What the exercise asks: Look in the data below for the line that contains "Every instance of the juicy". Copy that line and the remaining lines exactly.

Supplied information:
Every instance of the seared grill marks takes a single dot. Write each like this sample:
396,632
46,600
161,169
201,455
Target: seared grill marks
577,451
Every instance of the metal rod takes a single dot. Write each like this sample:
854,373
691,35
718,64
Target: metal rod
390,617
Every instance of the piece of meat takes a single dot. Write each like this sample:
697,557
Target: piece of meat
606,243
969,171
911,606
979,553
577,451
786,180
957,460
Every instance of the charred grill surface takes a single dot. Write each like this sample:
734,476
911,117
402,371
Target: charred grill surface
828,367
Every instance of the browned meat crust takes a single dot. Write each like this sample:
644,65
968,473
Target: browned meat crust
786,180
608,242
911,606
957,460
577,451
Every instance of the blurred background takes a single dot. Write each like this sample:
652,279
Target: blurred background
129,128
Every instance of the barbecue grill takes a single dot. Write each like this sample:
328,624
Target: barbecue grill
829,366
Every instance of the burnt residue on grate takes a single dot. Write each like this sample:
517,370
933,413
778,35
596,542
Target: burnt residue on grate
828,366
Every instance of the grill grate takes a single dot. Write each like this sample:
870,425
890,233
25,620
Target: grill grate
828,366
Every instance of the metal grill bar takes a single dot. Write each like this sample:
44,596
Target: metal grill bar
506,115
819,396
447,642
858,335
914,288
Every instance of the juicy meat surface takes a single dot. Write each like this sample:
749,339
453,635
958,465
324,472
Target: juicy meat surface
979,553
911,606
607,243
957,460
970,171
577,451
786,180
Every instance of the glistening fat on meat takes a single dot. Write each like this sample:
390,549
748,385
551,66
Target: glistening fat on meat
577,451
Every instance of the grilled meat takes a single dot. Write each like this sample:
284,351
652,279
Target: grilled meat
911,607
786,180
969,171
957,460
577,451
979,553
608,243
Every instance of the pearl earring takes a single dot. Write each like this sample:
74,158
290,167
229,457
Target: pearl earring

Solution for this task:
Every instance of the juicy meat surface takes a single dot. Write each like this sample:
749,339
453,635
958,465
324,472
Target: juicy meat surface
979,553
911,606
607,243
957,460
970,171
577,451
786,180
Every instance of the glistening fat on meat takes a single dot. Write each like this sample:
390,549
748,385
551,66
Target: glistening fat on meat
577,451
Every instance of the grilled meat takes a single dot. Write each like this sample:
284,351
652,279
Target: grilled meat
911,607
786,180
969,171
957,460
577,451
979,553
608,243
Every instance of the pearl earring takes a single dot. Write each like this sample:
74,158
290,167
229,457
Target: pearl earring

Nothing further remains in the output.